▶ **What is required**: Report, as a bare number, how many lines in the data contain "hair".

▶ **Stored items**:
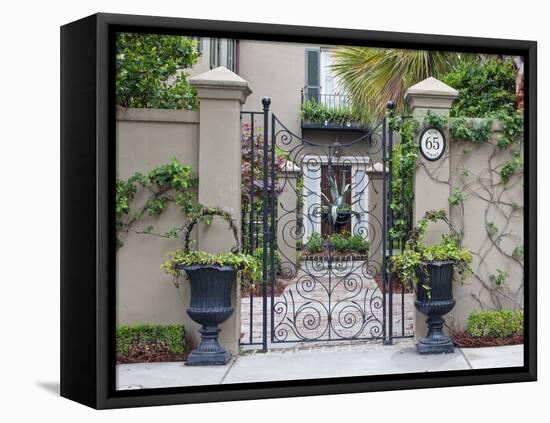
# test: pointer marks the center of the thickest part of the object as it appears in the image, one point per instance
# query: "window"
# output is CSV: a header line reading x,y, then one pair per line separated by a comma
x,y
312,87
215,52
199,42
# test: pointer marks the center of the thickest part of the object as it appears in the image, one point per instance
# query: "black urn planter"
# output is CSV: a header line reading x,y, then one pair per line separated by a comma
x,y
438,275
210,305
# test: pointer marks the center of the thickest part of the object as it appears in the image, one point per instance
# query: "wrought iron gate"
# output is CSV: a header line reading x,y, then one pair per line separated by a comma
x,y
317,211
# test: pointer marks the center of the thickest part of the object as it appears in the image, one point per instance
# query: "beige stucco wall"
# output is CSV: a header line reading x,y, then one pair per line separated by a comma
x,y
482,183
148,138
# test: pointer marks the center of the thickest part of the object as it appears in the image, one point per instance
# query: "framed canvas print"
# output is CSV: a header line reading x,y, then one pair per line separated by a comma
x,y
254,211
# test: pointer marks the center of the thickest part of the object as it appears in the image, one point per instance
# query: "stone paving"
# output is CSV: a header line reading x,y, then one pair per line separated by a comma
x,y
301,312
357,359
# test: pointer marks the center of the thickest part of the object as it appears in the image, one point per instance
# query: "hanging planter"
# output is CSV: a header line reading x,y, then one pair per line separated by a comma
x,y
212,278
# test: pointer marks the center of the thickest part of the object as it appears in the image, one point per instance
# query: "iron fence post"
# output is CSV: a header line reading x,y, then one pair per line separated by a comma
x,y
390,107
266,101
384,229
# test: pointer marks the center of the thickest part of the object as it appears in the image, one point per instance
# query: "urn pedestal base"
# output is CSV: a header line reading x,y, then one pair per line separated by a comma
x,y
209,352
435,342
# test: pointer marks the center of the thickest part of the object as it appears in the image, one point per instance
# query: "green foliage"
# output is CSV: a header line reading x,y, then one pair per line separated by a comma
x,y
500,323
318,113
337,201
512,129
150,71
477,131
416,253
259,256
314,244
339,241
132,339
342,242
432,119
512,166
517,252
405,157
168,183
373,76
247,264
492,228
358,244
484,88
500,277
456,198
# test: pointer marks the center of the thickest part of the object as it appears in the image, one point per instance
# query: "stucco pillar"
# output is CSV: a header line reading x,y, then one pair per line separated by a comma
x,y
221,94
431,184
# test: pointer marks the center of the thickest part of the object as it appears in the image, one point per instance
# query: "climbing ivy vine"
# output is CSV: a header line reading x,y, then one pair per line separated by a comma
x,y
489,186
171,183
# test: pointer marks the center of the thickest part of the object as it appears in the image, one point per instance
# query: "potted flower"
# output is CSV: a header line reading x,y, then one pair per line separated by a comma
x,y
212,278
431,269
336,210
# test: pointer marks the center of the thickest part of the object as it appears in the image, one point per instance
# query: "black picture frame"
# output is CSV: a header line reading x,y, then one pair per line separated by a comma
x,y
87,215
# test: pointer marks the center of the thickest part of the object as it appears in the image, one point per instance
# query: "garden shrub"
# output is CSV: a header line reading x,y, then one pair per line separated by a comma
x,y
139,339
498,323
484,88
150,71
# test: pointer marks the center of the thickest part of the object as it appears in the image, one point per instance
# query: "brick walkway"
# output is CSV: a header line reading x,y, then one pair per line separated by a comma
x,y
301,312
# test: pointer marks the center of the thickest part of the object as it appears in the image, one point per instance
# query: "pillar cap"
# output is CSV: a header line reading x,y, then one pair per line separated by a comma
x,y
430,93
220,83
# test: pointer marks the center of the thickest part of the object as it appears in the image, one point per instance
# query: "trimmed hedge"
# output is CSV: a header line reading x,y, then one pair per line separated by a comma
x,y
499,323
136,339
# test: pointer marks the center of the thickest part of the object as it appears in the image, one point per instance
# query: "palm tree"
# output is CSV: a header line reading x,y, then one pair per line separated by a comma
x,y
374,76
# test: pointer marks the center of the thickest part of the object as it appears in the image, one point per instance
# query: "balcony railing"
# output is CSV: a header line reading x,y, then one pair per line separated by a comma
x,y
329,112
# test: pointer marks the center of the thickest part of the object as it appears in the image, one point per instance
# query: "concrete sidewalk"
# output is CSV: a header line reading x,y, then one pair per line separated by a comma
x,y
363,359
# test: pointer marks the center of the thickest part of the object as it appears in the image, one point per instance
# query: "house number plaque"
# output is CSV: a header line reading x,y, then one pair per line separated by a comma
x,y
432,144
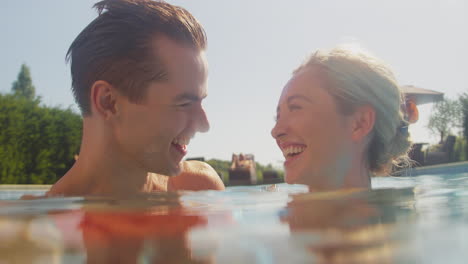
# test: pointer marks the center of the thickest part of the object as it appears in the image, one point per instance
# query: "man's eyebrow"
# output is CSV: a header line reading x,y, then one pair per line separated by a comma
x,y
189,97
298,96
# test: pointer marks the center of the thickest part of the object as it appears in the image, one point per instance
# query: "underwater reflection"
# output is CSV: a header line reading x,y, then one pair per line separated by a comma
x,y
126,237
351,226
147,229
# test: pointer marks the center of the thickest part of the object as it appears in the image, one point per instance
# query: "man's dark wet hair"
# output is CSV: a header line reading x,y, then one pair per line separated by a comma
x,y
118,46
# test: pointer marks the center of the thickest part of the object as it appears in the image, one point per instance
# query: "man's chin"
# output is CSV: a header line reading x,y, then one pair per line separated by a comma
x,y
168,171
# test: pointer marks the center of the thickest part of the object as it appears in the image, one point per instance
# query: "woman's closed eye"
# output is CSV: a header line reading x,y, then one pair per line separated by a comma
x,y
294,107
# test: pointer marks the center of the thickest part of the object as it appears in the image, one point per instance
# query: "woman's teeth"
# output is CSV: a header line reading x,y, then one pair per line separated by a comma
x,y
293,150
181,141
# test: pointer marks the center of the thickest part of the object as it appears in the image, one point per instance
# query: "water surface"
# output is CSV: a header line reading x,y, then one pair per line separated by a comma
x,y
420,219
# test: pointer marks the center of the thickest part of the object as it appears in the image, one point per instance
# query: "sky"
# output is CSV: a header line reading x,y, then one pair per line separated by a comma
x,y
253,46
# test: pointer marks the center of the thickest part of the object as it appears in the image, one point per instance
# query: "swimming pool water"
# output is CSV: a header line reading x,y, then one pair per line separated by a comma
x,y
421,219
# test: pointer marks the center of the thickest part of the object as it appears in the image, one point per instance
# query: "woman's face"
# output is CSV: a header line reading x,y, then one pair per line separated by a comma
x,y
313,136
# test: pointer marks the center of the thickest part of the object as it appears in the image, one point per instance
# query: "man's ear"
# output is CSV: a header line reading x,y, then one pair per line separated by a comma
x,y
104,99
363,122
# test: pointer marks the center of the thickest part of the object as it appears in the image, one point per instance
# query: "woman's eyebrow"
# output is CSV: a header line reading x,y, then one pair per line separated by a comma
x,y
298,96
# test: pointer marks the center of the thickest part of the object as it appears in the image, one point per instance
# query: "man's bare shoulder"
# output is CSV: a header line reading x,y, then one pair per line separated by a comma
x,y
196,176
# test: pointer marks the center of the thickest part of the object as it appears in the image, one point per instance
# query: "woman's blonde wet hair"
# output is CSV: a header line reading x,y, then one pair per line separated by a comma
x,y
355,78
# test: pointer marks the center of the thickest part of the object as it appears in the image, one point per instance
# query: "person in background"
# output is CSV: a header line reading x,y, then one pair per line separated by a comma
x,y
340,120
139,77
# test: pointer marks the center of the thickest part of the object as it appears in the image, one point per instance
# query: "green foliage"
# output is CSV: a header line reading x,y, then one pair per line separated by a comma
x,y
37,143
459,153
464,110
23,86
223,166
445,116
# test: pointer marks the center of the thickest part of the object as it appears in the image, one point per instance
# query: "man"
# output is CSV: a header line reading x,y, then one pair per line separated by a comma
x,y
139,77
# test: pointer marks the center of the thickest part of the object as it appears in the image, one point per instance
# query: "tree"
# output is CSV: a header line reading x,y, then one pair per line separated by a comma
x,y
464,109
23,86
37,143
445,116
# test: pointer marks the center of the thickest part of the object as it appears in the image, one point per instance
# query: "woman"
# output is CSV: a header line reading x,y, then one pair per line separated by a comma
x,y
339,121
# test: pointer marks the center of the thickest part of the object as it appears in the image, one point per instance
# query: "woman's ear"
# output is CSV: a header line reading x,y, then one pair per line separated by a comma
x,y
104,99
363,121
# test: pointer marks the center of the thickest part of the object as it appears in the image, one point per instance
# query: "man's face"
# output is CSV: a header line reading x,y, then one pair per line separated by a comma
x,y
154,134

▶ **Your solution**: 2